Document excerpt:
══════

The room was literally being demolished around us as I sat with my small tech team. I was a young team lead working with my team to deploy a key update to production well after hours.

Our process was to first install onto a staging environment, smoke test, then make a final deployment to production. No sooner had we started our deployment process however, when we hit our first technical hiccup. Our updates weren’t taking hold in our staging environment.

Next thing we knew, we heard a massive BANG. The head of a sledgehammer was now visible as it penetrated through a hole in the wall across the room.

I’ve had the good fortune over my 20 years of experience to have the opportunity to assemble several high performing teams, many in hyper growth companies. Early in my career, my prevailing focus was always on technology fit, years of experience in a particular tech stack, and ensuring that strategies and processes were properly in place.

It wasn’t later till I realized that I was focusing on the wrong things.

We looked at each other, startled, but also wrapped up in the absurdity of it all. Here we were trying to push a key piece of code into production, meanwhile the office seemed to be falling apart around us.

To be fair, we were warned by upper management that renovations would be happening and taking place throughout the building, but we never could have imagined that they would bring the house (room) down around us.

Culture Eats Strategy for Breakfast

We’ve all heard the saying “Culture eats strategy for Breakfast”. Well I contend that “Culture eats strategy for Breakfast, Lunch and Dinner, and still has room for dessert”. What is culture, and why does it have such an incredible ability to either be a destructive force, or something that allows you to overcome impossible odds?

Simply put, culture is the shared set of attitudes, beliefs, behaviors, and most importantly, values, that a group of people collectively hold. Why I deem values the most important is that values are really the underlying foundation that drive everything else that people do (behaviors, attitudes, beliefs).

How many times have you heard: “It’s only at your most challenging times you truly learn about yourself?” When faced with extreme adversity, is when we as individuals really start to think about what’s important to us.

Think about a truly tough time in your career. Think about the questions you started to ask yourself during those times: what matters to me, what do I value. When everything's falling apart around you, it’s your values that determine how you behave and react.

══════

Raw records:
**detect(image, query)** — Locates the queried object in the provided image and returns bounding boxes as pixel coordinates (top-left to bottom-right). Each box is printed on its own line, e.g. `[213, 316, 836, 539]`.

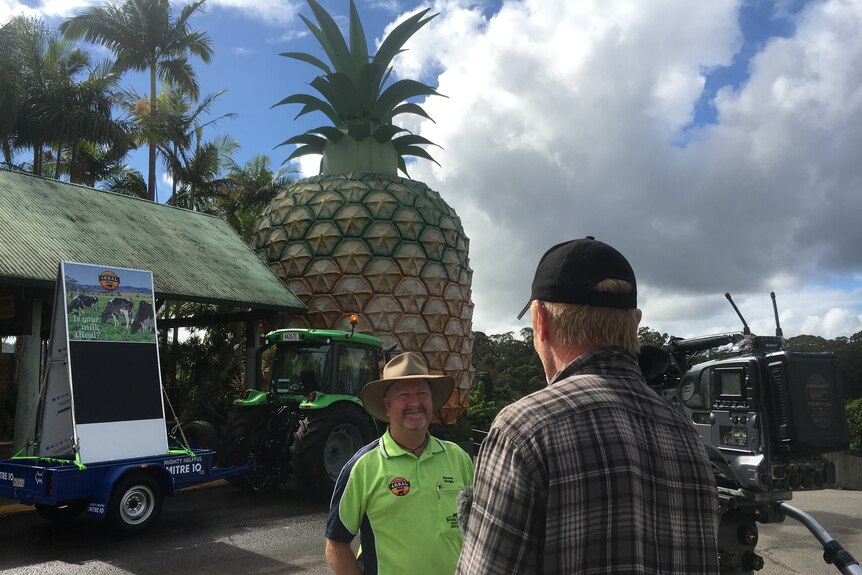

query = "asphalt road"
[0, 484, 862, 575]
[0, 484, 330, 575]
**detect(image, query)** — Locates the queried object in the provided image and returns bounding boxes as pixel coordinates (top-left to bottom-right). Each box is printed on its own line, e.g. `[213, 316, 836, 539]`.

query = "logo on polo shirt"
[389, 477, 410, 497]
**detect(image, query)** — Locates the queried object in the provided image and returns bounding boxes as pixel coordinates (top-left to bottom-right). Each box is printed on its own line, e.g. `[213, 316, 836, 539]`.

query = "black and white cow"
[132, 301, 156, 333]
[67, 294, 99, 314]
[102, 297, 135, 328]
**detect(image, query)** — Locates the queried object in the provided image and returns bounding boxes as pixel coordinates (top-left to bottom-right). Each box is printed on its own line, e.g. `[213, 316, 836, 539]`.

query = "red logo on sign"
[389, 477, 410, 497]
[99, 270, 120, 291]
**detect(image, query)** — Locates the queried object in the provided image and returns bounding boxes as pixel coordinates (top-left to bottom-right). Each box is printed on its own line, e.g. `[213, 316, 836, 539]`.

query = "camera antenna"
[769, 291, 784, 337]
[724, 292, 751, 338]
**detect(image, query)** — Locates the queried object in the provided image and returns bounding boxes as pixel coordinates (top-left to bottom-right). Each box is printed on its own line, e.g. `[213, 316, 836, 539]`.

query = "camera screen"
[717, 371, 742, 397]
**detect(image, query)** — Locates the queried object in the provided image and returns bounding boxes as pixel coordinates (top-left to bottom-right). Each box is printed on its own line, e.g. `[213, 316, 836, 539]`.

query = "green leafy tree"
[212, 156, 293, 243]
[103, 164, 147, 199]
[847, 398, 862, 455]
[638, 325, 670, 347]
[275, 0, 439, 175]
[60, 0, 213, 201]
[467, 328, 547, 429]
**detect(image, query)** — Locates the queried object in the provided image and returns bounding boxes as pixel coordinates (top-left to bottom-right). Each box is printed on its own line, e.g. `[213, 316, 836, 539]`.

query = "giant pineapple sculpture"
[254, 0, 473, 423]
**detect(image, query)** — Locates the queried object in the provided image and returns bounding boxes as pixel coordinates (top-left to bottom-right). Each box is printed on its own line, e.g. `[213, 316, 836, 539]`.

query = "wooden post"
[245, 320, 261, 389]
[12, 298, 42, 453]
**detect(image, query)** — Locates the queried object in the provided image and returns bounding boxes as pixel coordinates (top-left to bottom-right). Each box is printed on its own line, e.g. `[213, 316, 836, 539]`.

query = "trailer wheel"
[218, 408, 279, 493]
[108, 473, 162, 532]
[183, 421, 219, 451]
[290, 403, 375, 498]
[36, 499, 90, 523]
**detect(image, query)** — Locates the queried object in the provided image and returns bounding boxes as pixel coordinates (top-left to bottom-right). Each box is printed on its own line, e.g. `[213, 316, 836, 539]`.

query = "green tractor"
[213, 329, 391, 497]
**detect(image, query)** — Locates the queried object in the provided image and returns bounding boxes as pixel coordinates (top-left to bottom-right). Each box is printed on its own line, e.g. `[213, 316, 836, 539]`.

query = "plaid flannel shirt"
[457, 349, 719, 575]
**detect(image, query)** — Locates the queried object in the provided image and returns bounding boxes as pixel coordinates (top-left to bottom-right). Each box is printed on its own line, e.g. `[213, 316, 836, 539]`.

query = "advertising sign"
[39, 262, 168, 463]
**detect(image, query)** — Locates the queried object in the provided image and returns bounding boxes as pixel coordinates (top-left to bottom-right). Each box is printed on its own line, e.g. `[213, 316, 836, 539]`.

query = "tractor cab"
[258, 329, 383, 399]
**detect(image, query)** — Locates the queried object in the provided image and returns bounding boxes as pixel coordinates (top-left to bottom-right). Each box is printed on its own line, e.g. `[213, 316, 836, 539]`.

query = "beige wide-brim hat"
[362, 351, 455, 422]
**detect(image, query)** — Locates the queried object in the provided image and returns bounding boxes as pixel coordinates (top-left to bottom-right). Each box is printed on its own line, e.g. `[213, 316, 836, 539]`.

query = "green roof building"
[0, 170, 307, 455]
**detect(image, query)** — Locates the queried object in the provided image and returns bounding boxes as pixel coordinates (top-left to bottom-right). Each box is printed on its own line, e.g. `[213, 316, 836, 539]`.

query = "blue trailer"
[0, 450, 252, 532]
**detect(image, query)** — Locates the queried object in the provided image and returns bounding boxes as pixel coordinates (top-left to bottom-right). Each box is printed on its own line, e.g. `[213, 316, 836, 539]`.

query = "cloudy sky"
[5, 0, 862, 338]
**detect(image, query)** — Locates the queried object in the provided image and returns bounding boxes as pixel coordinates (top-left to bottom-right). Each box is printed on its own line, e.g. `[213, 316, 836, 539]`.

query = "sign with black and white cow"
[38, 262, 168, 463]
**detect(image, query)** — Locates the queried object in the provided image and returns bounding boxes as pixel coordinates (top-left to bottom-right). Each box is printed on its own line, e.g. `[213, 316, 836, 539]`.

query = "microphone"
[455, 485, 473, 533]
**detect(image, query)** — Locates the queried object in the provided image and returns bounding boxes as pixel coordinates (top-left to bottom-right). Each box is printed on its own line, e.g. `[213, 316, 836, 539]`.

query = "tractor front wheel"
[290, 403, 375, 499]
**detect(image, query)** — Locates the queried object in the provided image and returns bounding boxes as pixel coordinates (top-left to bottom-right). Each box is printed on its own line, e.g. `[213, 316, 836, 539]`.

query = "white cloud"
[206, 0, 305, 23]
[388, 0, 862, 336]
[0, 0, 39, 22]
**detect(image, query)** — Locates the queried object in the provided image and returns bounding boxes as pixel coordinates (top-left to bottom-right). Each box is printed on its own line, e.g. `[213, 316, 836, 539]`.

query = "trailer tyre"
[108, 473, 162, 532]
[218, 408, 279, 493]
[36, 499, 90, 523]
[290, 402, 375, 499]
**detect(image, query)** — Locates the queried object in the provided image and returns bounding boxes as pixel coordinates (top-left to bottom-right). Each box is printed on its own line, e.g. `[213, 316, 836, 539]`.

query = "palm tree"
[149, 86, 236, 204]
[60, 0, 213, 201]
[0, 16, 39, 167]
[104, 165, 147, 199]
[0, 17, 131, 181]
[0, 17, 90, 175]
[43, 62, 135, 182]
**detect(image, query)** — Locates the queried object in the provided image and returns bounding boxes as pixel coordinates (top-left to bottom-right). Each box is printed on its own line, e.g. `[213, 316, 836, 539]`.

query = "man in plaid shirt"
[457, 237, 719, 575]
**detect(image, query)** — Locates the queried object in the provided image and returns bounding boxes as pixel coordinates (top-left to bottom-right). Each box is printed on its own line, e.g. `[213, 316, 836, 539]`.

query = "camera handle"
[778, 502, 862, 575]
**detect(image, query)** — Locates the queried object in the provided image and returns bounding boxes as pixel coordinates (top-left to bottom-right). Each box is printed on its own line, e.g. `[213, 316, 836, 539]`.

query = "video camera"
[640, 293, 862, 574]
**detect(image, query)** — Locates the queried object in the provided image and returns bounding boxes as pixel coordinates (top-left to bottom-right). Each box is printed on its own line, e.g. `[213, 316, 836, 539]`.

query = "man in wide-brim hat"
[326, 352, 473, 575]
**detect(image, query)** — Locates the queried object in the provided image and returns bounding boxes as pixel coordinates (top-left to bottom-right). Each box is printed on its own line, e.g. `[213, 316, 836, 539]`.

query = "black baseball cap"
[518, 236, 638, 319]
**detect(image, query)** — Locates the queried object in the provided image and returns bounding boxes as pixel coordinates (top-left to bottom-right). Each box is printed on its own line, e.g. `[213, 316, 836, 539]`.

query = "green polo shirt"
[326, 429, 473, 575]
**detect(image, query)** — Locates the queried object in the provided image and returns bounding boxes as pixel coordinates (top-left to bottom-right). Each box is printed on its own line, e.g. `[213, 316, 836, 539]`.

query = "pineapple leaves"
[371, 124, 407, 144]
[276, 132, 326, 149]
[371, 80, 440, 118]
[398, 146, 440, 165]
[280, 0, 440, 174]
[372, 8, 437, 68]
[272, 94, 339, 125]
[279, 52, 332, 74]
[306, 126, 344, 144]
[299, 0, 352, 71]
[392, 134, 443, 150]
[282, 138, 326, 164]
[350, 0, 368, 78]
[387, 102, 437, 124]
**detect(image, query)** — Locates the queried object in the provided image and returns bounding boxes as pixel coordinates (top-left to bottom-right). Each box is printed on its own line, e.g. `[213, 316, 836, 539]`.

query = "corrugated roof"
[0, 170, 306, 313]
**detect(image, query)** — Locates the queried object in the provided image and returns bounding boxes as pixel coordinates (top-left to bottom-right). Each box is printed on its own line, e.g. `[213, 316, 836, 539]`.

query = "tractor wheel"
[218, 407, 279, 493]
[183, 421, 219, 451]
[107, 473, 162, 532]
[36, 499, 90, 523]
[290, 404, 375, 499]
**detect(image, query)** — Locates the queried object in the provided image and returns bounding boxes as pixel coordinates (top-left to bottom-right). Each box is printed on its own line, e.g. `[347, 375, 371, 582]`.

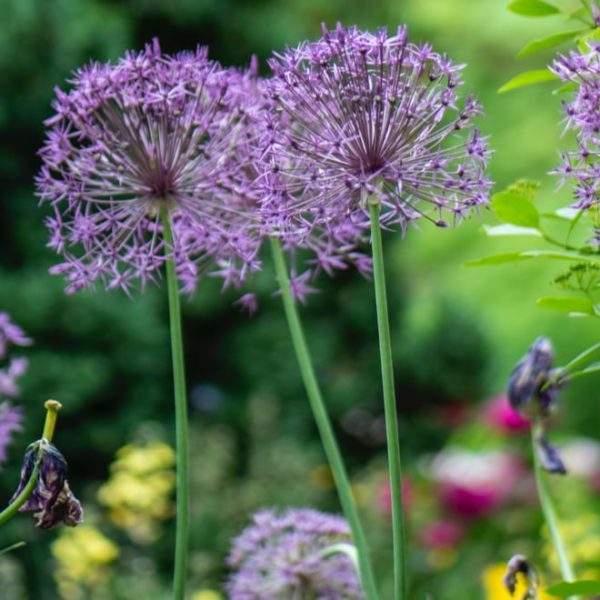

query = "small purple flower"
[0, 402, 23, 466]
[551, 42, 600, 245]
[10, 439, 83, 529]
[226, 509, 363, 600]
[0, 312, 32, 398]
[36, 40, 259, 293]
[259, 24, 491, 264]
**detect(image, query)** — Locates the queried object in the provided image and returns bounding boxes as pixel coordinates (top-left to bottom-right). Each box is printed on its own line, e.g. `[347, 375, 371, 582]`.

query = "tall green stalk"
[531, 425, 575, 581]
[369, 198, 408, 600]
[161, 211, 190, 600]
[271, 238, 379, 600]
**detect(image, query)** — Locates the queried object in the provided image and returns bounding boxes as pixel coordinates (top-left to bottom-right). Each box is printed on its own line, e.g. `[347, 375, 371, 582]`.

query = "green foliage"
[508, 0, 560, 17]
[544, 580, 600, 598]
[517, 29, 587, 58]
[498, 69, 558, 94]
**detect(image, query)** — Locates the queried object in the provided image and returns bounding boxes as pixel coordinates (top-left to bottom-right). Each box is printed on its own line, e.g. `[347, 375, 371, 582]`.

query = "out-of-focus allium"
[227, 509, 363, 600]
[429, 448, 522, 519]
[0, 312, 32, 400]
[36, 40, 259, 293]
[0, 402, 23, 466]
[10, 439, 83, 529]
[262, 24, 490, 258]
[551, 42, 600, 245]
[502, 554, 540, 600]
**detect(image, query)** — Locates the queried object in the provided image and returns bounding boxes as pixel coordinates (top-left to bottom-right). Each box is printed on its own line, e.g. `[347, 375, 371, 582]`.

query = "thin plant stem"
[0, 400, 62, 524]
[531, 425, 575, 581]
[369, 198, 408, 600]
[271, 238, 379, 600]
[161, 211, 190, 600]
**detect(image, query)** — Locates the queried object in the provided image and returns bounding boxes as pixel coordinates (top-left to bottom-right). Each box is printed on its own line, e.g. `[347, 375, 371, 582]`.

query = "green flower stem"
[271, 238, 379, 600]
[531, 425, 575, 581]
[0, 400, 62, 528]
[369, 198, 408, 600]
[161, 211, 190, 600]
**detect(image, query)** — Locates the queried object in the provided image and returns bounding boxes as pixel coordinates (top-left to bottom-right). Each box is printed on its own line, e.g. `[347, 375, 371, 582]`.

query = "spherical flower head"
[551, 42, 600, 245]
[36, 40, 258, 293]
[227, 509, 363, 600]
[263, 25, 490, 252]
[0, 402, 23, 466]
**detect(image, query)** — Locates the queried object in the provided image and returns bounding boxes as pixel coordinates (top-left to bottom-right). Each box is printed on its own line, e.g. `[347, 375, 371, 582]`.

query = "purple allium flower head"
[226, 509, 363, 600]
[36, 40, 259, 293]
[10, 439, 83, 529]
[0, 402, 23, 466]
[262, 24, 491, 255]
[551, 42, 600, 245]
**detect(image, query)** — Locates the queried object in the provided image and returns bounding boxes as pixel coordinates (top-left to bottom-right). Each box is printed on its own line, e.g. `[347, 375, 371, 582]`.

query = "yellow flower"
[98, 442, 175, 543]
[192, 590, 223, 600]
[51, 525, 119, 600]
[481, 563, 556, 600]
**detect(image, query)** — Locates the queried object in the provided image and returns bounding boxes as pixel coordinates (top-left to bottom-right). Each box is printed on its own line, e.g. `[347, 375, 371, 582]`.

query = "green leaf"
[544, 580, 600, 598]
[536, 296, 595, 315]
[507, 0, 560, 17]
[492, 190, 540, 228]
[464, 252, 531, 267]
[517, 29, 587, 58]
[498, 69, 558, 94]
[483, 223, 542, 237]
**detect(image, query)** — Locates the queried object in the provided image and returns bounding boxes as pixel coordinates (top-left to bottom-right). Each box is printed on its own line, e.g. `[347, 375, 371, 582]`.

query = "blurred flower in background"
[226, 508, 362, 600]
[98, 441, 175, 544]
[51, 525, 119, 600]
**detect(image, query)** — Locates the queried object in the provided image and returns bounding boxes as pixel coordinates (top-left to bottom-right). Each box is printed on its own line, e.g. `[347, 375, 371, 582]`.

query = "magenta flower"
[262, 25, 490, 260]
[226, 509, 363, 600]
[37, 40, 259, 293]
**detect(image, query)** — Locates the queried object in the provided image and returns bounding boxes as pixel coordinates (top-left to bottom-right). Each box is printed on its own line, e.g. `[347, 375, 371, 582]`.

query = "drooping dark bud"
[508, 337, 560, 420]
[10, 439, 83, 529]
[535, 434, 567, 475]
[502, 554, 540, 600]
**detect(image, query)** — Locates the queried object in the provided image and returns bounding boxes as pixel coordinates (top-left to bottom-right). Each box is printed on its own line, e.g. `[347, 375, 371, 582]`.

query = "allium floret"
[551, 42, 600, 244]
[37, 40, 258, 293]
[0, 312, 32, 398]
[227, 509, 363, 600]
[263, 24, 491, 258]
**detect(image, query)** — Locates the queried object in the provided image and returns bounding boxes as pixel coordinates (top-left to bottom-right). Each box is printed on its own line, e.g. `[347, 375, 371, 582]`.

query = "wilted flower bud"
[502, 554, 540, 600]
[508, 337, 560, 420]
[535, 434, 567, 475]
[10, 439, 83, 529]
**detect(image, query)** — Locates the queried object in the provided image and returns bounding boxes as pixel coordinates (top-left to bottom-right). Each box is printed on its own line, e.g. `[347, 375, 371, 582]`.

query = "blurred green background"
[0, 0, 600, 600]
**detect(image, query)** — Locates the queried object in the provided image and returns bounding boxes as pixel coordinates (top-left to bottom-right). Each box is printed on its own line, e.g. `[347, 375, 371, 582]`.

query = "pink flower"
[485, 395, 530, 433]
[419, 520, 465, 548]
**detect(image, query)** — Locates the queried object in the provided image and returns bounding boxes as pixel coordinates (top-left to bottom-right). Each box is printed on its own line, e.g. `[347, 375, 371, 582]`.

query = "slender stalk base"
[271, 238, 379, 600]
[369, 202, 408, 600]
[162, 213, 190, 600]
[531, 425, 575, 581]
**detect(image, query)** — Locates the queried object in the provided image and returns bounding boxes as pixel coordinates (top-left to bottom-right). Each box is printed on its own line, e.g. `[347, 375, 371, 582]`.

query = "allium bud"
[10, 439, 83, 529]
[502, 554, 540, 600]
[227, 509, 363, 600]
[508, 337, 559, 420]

══════

Stated problem 1:
Summarize the post on team culture in two sentences.
Stated problem 2:
Reproduce, word for word, the part of the post on team culture starting with "How many times" and going on through "important to us.".

Complete answer 1:
While the room around them was being demolished after hours, the writer's small tech team tried to deploy a key update to production but found it would not take hold in staging. Looking back on 20 years of building teams, the writer says an early focus on technology fit, experience and process was the wrong emphasis, and argues that culture, built above all on shared values, overpowers strategy because values determine how people behave when everything is falling apart.

Complete answer 2:
How many times have you heard: “It’s only at your most challenging times you truly learn about yourself?” When faced with extreme adversity, is when we as individuals really start to think about what’s important to us.